I should have seen it coming. As easy as I see my boys running at me when the ice cream comes out of the freezer, I should have seen myself running the Marine Corps Marathon. I didn't, though. I'd been in DC last year watching friends run this race. I'd navigated hours of dizzying metro rides. Dodged what felt like a zillion spectators crisscrossing the city in search of a zillion different runners. I was so lost when I left the city that day I swore I'd never run that race.
That's why I should have seen it coming. In my running life, the translation for never is almost always "see you at the starting line."
The morning started with traquility. Just my friends and I nibbling on some breakfast in the hotel lobby before we headed to the metro.
But tranquility was short lived. When we left the lobby we had 1 1/2 hours to get to the starting line of our race just 4 miles away. Yet, we barely got to the starting line as the first runners were taking off.
Those dizzying metro rides. Those crowds. They were back. And they were not tranquil.
All I could think was - when will I learn to let my nevers stay nevers.
I also knew it wasn't my thinking that got me there. It was my heart. Specifically my heart for a man I've come to love. Earlier in the year my friend Sid asked me to run this race since he couldn't. Sid is a Navy veteran. He's devoted the last 25 years of his life to running marathons for fallen military heroes - over 200 marathons to be exact. But he reached a point, at 72 years old, where his body wouldn't cooperate with him over the marathon distance.
So he asked me to tackle this one for him.
When considering my answer, my mind saw those crowds, remembered the logistical nightmare of it all. I remembered thinking I might need the Marines to clear a path for me out of the city when I left to go home.

SHORT EXERCISE 1: Rewrite the marathon account from "So he asked" to "to go home.", replacing "crowds" with "throngs".

DATA FOR THIS EXERCISE:
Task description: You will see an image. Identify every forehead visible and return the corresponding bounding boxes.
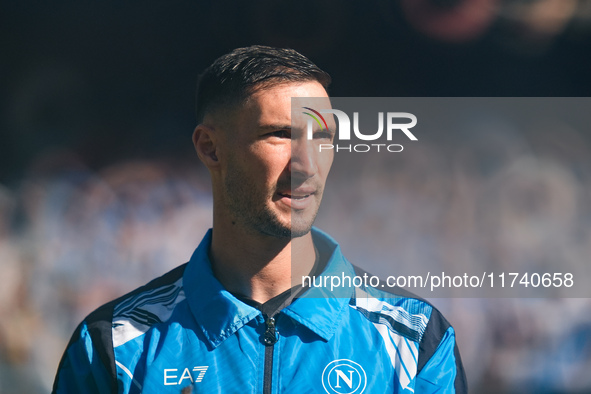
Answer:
[240,81,330,126]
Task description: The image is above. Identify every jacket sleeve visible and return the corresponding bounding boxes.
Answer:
[415,309,468,394]
[52,302,118,394]
[53,322,111,394]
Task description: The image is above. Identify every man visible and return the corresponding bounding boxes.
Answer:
[54,46,466,394]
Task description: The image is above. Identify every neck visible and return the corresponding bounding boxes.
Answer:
[209,219,316,303]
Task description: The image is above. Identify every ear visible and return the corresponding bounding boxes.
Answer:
[193,124,220,169]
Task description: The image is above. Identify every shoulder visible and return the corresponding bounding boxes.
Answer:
[350,266,467,393]
[351,266,453,371]
[54,264,186,392]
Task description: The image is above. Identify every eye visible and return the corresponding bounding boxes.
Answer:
[267,129,291,138]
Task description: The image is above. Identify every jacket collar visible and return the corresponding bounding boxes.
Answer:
[183,228,355,348]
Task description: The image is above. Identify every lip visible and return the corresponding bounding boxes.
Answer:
[277,188,316,210]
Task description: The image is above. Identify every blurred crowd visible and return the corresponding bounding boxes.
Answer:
[0,104,591,393]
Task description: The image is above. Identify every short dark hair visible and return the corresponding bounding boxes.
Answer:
[195,45,331,123]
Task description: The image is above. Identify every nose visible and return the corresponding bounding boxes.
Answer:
[289,138,318,179]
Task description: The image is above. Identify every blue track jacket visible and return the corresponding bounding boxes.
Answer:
[53,229,467,394]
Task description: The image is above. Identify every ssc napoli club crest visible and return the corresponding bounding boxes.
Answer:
[322,359,367,394]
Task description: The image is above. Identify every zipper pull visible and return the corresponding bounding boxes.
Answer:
[263,317,279,346]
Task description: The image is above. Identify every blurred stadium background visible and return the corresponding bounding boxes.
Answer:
[0,0,591,393]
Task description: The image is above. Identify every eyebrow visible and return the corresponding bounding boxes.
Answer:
[259,124,291,130]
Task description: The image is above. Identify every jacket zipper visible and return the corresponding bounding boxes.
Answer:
[263,316,279,394]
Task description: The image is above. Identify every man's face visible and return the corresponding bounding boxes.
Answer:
[220,82,334,237]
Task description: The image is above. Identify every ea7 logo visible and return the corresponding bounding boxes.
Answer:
[303,107,417,141]
[322,359,367,394]
[164,366,209,386]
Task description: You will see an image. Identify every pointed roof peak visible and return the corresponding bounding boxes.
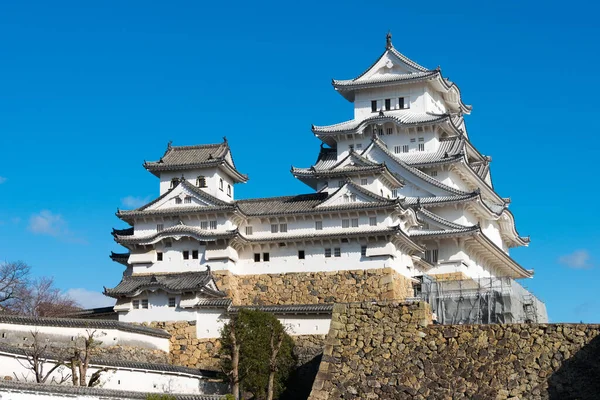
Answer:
[385,30,394,50]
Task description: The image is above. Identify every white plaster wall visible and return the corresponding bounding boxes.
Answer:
[160,168,235,202]
[354,83,426,121]
[119,291,196,323]
[0,323,169,352]
[0,352,201,399]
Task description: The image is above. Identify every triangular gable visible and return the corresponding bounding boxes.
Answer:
[138,181,227,211]
[361,139,467,197]
[330,151,378,170]
[355,50,422,82]
[316,182,391,208]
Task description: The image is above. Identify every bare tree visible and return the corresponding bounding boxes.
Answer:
[10,277,79,317]
[0,261,30,311]
[15,331,70,383]
[69,330,108,386]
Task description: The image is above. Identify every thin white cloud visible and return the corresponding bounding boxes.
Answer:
[558,250,592,269]
[28,210,87,244]
[28,210,69,237]
[121,196,149,208]
[67,288,115,308]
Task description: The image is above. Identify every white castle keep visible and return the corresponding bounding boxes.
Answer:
[105,34,547,330]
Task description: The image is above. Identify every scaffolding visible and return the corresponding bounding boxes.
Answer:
[415,275,548,324]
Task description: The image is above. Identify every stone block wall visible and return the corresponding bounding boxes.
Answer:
[309,302,600,400]
[213,268,413,305]
[147,321,325,374]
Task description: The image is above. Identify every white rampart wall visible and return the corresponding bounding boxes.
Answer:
[0,323,169,352]
[0,352,202,392]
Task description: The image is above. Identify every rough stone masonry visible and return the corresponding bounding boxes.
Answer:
[309,302,600,400]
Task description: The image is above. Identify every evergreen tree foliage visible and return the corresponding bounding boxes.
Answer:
[220,310,296,400]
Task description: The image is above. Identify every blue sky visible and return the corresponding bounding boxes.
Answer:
[0,0,600,322]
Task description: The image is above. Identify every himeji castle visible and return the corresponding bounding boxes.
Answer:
[105,34,547,337]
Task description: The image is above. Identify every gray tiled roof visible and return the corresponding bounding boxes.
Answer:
[312,109,450,137]
[0,380,223,400]
[115,224,236,245]
[395,137,465,167]
[0,314,171,338]
[104,271,225,298]
[144,140,248,182]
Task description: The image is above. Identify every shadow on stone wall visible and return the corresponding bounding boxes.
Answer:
[279,354,323,400]
[548,336,600,400]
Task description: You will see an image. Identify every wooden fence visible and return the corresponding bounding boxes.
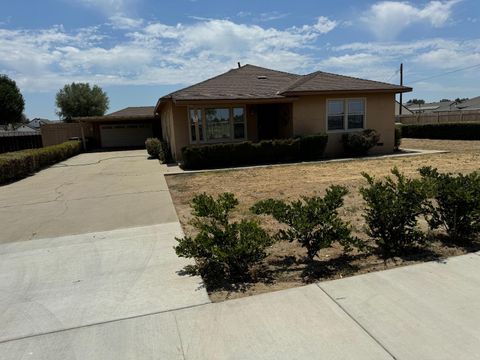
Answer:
[0,131,42,153]
[395,110,480,124]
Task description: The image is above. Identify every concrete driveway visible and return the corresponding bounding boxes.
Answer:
[0,150,177,243]
[0,150,210,346]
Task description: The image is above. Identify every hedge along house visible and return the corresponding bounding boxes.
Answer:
[155,65,412,160]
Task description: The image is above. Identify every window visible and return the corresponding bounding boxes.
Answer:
[327,99,365,131]
[188,107,246,143]
[233,108,245,139]
[347,99,365,129]
[205,108,232,140]
[328,100,345,130]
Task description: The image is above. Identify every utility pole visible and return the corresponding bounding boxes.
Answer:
[399,63,403,115]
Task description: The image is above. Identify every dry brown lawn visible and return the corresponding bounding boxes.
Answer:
[167,139,480,301]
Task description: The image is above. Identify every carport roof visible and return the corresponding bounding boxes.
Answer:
[72,106,155,122]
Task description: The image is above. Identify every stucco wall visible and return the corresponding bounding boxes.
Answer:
[293,93,395,157]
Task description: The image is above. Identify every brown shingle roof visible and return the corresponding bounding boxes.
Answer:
[281,71,412,95]
[106,106,155,116]
[163,65,300,100]
[160,65,412,101]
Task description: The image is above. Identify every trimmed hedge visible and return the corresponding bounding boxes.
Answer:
[401,123,480,140]
[182,134,328,169]
[0,141,82,184]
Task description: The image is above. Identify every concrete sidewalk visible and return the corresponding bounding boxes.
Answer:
[0,254,480,360]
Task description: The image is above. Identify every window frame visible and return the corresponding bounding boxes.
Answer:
[187,104,248,145]
[325,97,367,133]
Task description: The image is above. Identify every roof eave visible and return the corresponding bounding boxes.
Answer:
[173,96,298,105]
[281,87,413,96]
[72,115,155,122]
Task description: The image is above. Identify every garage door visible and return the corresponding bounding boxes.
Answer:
[100,124,153,147]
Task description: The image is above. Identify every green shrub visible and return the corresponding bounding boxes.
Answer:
[0,141,82,184]
[175,193,273,280]
[393,126,402,151]
[182,134,328,169]
[419,167,480,243]
[158,140,173,164]
[401,123,480,140]
[360,168,428,257]
[145,138,162,159]
[342,129,380,156]
[251,186,360,260]
[300,134,328,161]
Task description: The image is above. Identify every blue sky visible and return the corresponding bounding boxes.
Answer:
[0,0,480,119]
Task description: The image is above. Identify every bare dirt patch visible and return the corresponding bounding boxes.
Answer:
[167,139,480,301]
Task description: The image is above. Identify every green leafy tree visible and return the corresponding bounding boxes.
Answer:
[407,99,425,105]
[55,83,110,121]
[0,75,25,127]
[174,193,273,284]
[251,185,361,260]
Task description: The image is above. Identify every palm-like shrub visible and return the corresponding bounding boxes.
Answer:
[175,193,273,280]
[360,168,429,257]
[419,167,480,243]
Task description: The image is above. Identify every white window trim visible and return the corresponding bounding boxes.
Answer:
[187,105,248,145]
[325,97,367,133]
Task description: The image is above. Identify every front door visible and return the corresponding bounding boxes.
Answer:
[257,104,279,140]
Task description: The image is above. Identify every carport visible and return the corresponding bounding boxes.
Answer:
[74,106,161,149]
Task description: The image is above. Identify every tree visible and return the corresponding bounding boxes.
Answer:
[0,75,25,126]
[55,83,110,121]
[407,99,425,105]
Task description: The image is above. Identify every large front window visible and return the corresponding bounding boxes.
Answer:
[188,107,246,143]
[327,99,365,131]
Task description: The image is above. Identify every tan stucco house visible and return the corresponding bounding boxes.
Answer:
[155,65,412,160]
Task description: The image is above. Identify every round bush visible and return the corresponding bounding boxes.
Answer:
[342,129,380,156]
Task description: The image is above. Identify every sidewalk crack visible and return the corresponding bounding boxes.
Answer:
[315,283,398,360]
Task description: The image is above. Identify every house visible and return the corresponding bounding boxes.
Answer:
[73,106,161,148]
[25,118,51,131]
[155,65,412,160]
[395,101,413,116]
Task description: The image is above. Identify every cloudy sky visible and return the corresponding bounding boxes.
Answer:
[0,0,480,119]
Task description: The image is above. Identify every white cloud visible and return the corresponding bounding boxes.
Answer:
[68,0,137,15]
[319,38,480,86]
[362,0,461,40]
[0,15,335,91]
[109,14,143,30]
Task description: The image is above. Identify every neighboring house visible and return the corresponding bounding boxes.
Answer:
[456,96,480,111]
[25,118,51,131]
[395,101,413,115]
[406,96,480,114]
[72,106,161,148]
[155,65,412,160]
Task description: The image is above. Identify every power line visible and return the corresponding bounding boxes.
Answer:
[408,64,480,84]
[385,69,399,82]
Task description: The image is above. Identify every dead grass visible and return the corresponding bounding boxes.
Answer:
[167,139,480,301]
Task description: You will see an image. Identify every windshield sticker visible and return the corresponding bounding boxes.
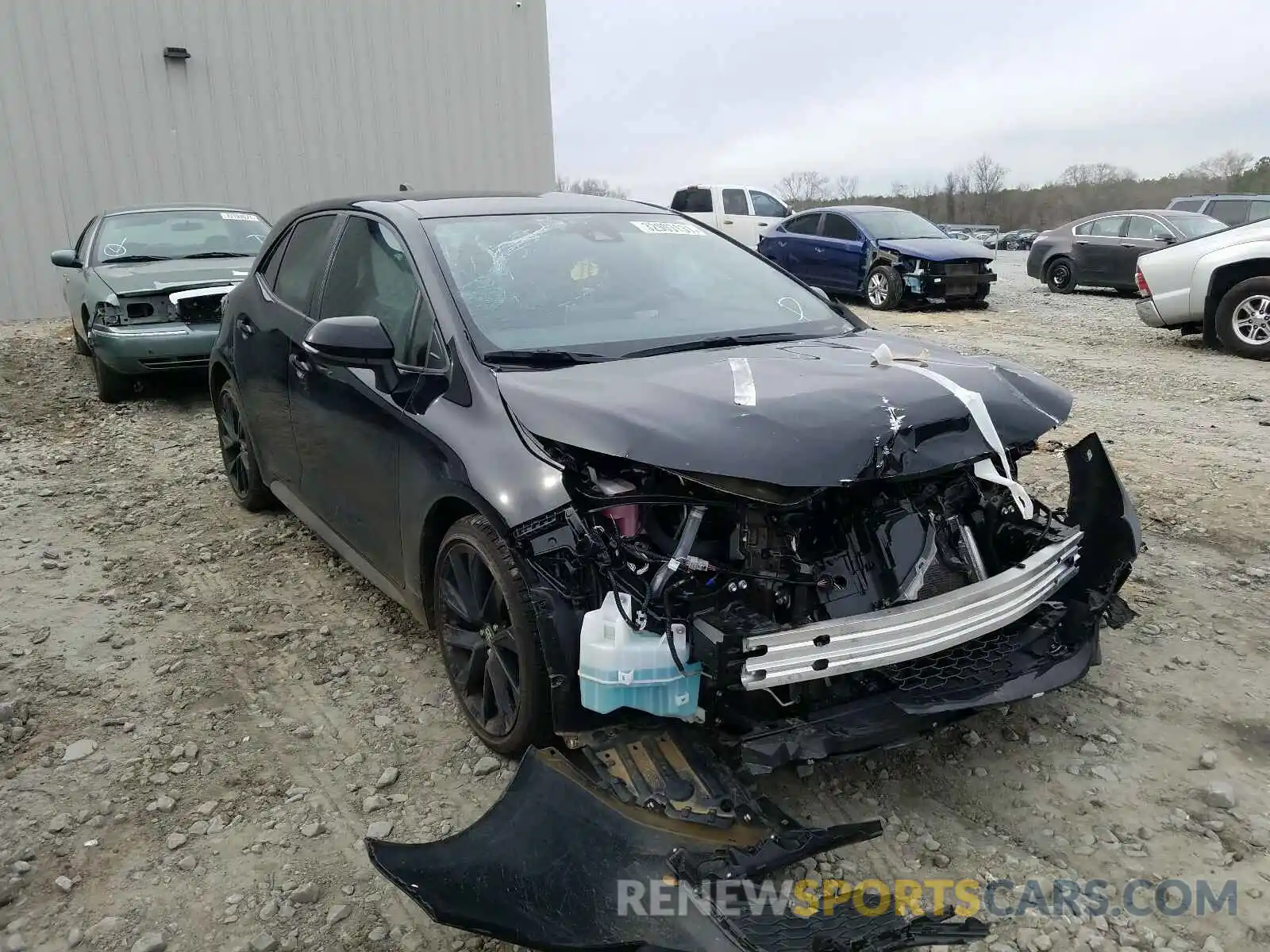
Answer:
[728,357,758,406]
[569,262,599,281]
[776,297,809,321]
[631,221,706,235]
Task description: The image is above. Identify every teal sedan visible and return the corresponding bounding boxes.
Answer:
[49,205,269,404]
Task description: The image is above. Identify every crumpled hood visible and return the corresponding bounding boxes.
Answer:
[878,239,992,262]
[495,330,1072,486]
[97,255,256,294]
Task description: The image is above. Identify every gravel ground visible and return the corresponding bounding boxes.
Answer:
[0,252,1270,952]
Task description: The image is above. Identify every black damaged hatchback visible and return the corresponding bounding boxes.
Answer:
[211,193,1141,950]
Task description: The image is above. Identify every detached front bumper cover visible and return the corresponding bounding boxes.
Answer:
[367,750,988,952]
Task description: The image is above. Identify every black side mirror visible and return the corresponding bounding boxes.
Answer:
[305,313,400,392]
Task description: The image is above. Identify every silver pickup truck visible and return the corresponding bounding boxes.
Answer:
[1137,220,1270,358]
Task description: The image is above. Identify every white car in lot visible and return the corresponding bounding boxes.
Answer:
[671,186,794,248]
[1137,220,1270,358]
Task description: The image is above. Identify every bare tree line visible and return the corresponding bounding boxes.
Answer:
[556,150,1270,228]
[776,150,1270,228]
[556,176,630,198]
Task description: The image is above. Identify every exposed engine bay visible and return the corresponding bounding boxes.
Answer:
[521,436,1141,772]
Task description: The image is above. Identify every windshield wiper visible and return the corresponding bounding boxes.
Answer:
[622,330,818,358]
[481,349,610,367]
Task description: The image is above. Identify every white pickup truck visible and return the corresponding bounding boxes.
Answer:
[1137,220,1270,358]
[671,186,792,248]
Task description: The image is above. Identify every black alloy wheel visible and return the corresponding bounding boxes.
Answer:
[1045,258,1076,294]
[433,516,548,757]
[216,381,275,512]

SHORT EXERCISE 2: Output the records from the line with "keep visible and return the corresponding bounding boxes." to the line with "[105,34,547,330]" as a Markdown table with the columns Row and Line, giving each line its row number and skipping blank lines.

EXERCISE RESULT 1:
So he asked me to tackle this one for him.
When considering my answer, my mind saw those throngs, remembered the logistical nightmare of it all. I remembered thinking I might need the Marines to clear a path for me out of the city when I left to go home.

EXERCISE RESULT 2:
| Row | Line |
|---|---|
| 1 | Task description: The image is above. Identify every white castle keep visible and return the corresponding bounding boxes. |
| 2 | Answer: |
| 3 | [105,34,547,330] |